### REQUIRED ACTION
Scan the listing beneath this sentence. Report each line with the word "pesto".

○ ○ ○ ○ ○

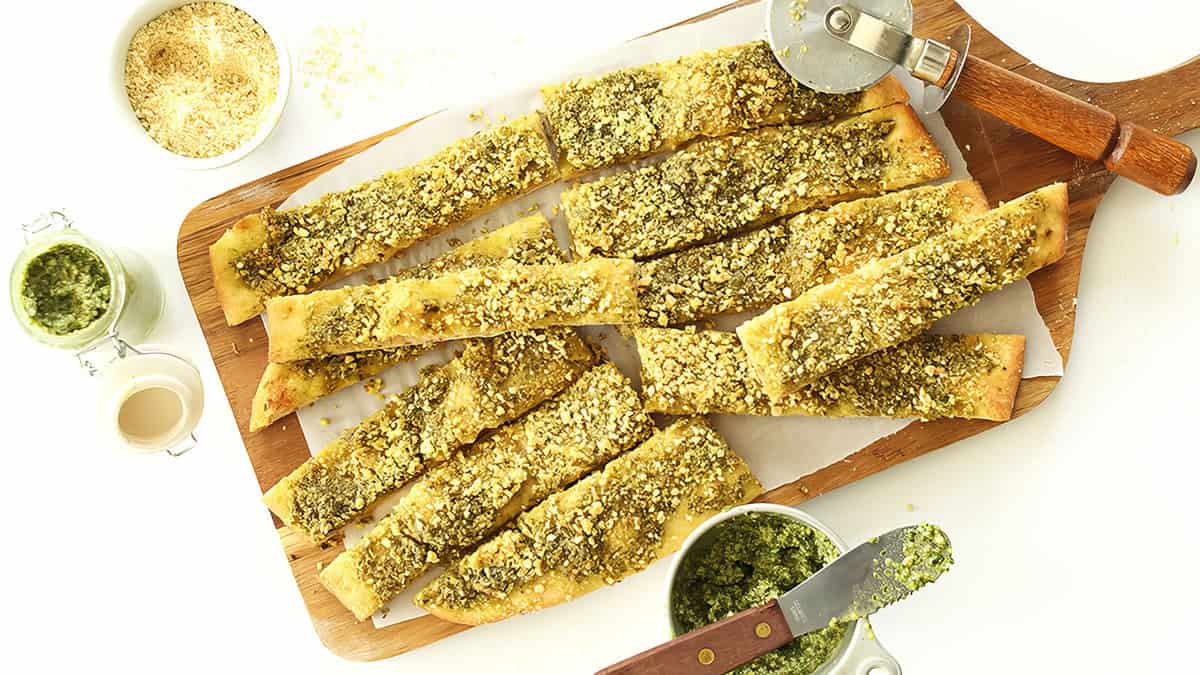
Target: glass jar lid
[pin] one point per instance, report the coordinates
(47, 233)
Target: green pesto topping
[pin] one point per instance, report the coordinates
(523, 245)
(930, 376)
(748, 561)
(724, 185)
(924, 556)
(891, 300)
(343, 231)
(737, 274)
(637, 111)
(66, 288)
(491, 382)
(465, 500)
(607, 525)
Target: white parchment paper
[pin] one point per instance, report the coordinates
(778, 449)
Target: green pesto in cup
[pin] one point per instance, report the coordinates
(750, 560)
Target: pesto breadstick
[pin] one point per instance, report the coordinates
(461, 502)
(893, 299)
(286, 387)
(491, 382)
(779, 262)
(275, 254)
(469, 303)
(605, 527)
(635, 112)
(930, 376)
(724, 185)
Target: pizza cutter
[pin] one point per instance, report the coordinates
(843, 46)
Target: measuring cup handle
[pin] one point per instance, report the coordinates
(184, 447)
(868, 657)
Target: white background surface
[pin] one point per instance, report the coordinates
(1074, 526)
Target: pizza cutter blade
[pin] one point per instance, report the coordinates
(797, 33)
(844, 46)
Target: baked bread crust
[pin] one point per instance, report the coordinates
(463, 501)
(893, 299)
(472, 303)
(275, 254)
(287, 387)
(635, 112)
(491, 382)
(612, 524)
(929, 377)
(719, 186)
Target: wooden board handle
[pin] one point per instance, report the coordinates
(1139, 154)
(717, 647)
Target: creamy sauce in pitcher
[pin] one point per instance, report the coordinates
(149, 416)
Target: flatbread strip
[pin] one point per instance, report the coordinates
(491, 382)
(718, 186)
(930, 376)
(286, 387)
(779, 262)
(471, 303)
(275, 254)
(461, 502)
(607, 526)
(635, 112)
(893, 299)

○ ○ ○ ○ ○

### FINISHED TASK
Target: green pesto topping
Target: green pesto in cup
Target: pesto breadstick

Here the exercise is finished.